Exercise description – Quote the records in full and leave their pictures out.

Dataset entries –
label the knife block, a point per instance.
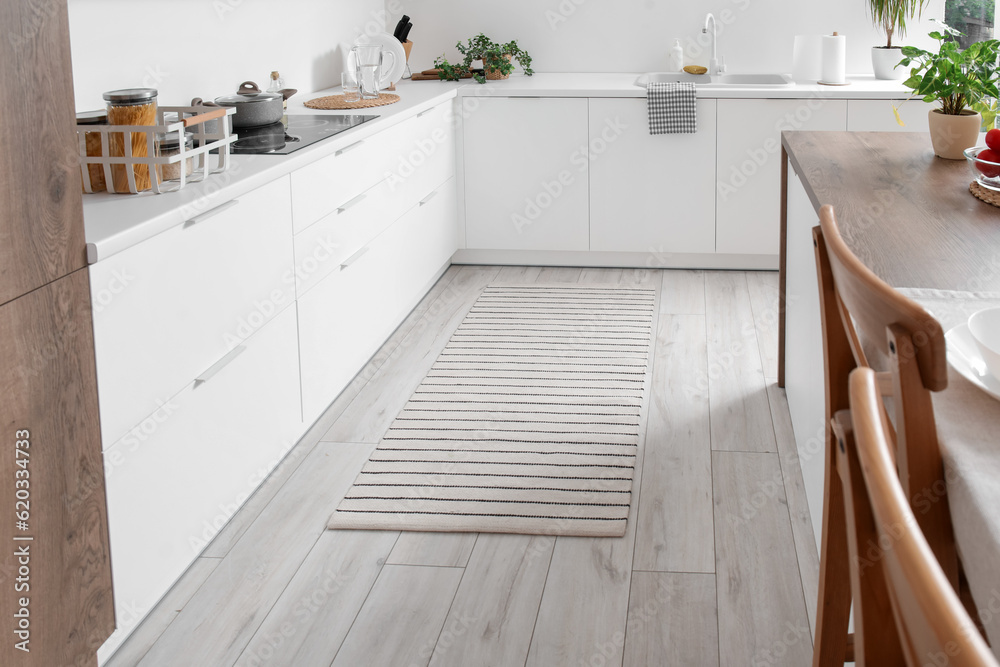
(407, 45)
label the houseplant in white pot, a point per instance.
(891, 16)
(960, 81)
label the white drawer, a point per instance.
(426, 158)
(322, 247)
(175, 482)
(416, 148)
(324, 185)
(343, 320)
(424, 240)
(425, 165)
(171, 306)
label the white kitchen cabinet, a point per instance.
(347, 316)
(325, 185)
(172, 306)
(342, 321)
(425, 239)
(877, 116)
(749, 166)
(650, 193)
(526, 173)
(427, 160)
(173, 483)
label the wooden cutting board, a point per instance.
(432, 75)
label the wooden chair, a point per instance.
(854, 302)
(908, 600)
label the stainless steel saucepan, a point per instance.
(254, 108)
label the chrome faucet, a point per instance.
(713, 65)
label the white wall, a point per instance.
(635, 35)
(206, 48)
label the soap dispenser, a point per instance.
(677, 57)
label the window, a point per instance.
(974, 18)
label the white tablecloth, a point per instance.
(968, 421)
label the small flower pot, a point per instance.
(494, 74)
(885, 61)
(950, 135)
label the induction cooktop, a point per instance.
(292, 133)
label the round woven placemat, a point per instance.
(338, 102)
(991, 197)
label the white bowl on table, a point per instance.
(985, 329)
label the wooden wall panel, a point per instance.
(41, 217)
(48, 386)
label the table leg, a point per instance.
(783, 240)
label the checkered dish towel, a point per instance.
(672, 108)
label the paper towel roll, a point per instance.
(807, 58)
(834, 68)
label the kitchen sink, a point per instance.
(744, 80)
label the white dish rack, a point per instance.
(170, 121)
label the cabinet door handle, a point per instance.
(349, 148)
(348, 204)
(191, 222)
(353, 258)
(209, 372)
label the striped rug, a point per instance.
(528, 421)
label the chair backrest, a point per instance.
(866, 302)
(932, 624)
(856, 304)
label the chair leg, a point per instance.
(876, 639)
(834, 605)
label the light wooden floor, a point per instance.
(718, 565)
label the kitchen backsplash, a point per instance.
(205, 48)
(636, 35)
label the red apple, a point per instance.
(993, 139)
(989, 170)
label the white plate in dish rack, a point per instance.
(393, 46)
(964, 357)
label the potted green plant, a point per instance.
(497, 60)
(959, 80)
(891, 17)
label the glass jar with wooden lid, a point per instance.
(130, 106)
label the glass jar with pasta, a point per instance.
(130, 106)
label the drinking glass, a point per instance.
(350, 88)
(368, 69)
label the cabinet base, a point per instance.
(637, 260)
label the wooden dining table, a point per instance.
(909, 217)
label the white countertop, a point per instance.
(114, 222)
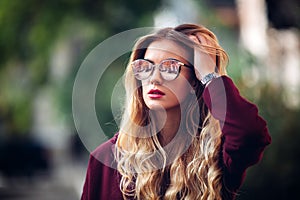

Task output –
label the knife block, a point per instance.
(407, 45)
label the houseplant in white pot, a point per instance.
(891, 16)
(960, 81)
label the white drawer, a point per instance.
(426, 158)
(322, 247)
(175, 482)
(416, 148)
(324, 185)
(343, 320)
(424, 240)
(425, 165)
(171, 306)
label the white kitchen cabinet, a point per instance.
(347, 316)
(325, 185)
(172, 306)
(342, 321)
(425, 239)
(877, 116)
(749, 166)
(650, 193)
(526, 173)
(427, 160)
(173, 483)
label the wooden cutting board, a point per instance.
(432, 75)
label the wooden chair, a point per instance.
(854, 302)
(908, 600)
label the stainless steel saucepan, a point per instance.
(254, 108)
label the chrome faucet, a point per instance.
(713, 65)
label the white wall, a point per instance.
(635, 35)
(206, 48)
label the soap dispenser, a point per instance.
(677, 57)
label the window, a point per instance.
(974, 18)
label the white tablecloth, a point per instance.
(968, 421)
label the small flower pot, a point per instance.
(494, 74)
(885, 61)
(950, 135)
label the induction cooktop, a point per instance.
(292, 133)
label the round woven placemat, a point per instance.
(338, 102)
(991, 197)
label the white bowl on table, a point per instance.
(985, 329)
label the wooden wall panel, a point per instance.
(41, 217)
(48, 386)
label the table leg, a point per instance.
(783, 240)
label the checkered dish towel, a point per instance.
(672, 108)
label the paper towel roll, a point per instance.
(807, 58)
(834, 68)
label the kitchen sink, a point per instance.
(744, 80)
label the white dish rack, a point per instance.
(170, 121)
label the cabinet door handle, a point per instance.
(349, 148)
(348, 204)
(191, 222)
(353, 258)
(209, 372)
label the striped rug, a point per instance.
(528, 421)
label the chair backrest, a point per instance.
(866, 302)
(932, 624)
(856, 304)
label the chair leg, a point per instance.
(876, 639)
(834, 605)
label the light wooden floor, a point per instance.
(718, 565)
label the kitchen backsplash, a point per instance.
(205, 48)
(636, 35)
label the red apple, a point per instance.
(993, 139)
(989, 170)
label the white plate in dish rack, a point per instance.
(393, 46)
(964, 357)
label the potted green plant, a point per instance.
(497, 60)
(959, 80)
(891, 17)
label the glass jar with wooden lid, a point per instance.
(130, 106)
label the glass jar with pasta, a point per instance.
(130, 106)
label the drinking glass, a point per instance.
(350, 88)
(368, 69)
label the cabinet base, a point per instance.
(637, 260)
label the wooden dining table, a point per instance.
(909, 217)
label the white countertop, a point per instance.
(114, 222)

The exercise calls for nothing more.